→ REQUIRED ACTION:
Which of the lines below hold the word "round"? Pull each of them out.
- Opening Delimiter -
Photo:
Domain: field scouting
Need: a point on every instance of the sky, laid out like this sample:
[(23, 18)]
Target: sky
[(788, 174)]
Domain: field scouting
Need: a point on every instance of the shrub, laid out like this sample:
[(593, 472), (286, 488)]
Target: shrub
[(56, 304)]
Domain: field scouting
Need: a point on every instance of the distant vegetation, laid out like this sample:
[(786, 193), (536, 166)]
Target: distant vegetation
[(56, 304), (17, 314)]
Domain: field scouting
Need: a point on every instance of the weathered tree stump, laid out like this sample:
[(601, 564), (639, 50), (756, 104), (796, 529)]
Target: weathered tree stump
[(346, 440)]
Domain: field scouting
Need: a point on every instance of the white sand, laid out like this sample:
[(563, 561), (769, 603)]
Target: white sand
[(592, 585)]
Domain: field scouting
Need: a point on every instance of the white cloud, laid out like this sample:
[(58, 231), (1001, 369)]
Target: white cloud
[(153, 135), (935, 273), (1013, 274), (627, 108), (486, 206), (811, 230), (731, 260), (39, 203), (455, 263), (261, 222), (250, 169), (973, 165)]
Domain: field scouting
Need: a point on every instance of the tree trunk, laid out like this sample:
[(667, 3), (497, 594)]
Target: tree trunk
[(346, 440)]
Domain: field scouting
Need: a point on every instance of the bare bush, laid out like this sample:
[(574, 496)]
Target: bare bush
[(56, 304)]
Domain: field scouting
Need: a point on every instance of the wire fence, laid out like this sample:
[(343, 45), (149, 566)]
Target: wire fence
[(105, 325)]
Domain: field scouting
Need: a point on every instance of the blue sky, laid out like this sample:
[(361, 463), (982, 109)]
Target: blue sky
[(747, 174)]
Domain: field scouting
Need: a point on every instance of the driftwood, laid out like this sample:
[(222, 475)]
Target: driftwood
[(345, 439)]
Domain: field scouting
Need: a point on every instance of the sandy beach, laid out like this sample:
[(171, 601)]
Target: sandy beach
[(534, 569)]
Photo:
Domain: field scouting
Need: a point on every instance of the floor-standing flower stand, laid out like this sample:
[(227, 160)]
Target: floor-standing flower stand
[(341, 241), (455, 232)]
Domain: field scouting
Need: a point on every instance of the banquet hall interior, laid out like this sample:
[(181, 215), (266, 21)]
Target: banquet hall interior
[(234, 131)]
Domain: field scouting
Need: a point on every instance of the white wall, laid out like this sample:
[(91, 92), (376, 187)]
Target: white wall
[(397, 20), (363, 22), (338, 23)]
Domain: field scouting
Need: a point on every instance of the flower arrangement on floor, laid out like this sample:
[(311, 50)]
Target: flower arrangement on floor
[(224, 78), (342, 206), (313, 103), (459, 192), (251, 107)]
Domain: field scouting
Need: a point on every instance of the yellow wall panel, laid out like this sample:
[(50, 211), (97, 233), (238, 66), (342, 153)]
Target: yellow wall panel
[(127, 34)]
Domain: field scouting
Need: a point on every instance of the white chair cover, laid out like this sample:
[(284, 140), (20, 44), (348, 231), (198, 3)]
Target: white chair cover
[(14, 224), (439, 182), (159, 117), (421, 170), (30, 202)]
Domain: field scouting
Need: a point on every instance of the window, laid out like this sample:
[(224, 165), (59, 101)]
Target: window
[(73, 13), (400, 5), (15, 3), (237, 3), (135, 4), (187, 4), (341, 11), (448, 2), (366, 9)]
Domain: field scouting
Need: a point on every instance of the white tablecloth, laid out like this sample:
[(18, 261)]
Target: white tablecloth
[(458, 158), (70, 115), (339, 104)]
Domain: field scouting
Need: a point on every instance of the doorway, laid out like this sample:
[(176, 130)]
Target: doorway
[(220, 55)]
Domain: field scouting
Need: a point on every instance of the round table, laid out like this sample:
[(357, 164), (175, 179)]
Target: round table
- Closing Delimiter -
→ WRITTEN RESPONSE:
Need: a point on every instance of the round table, laid out like this sample:
Target: round table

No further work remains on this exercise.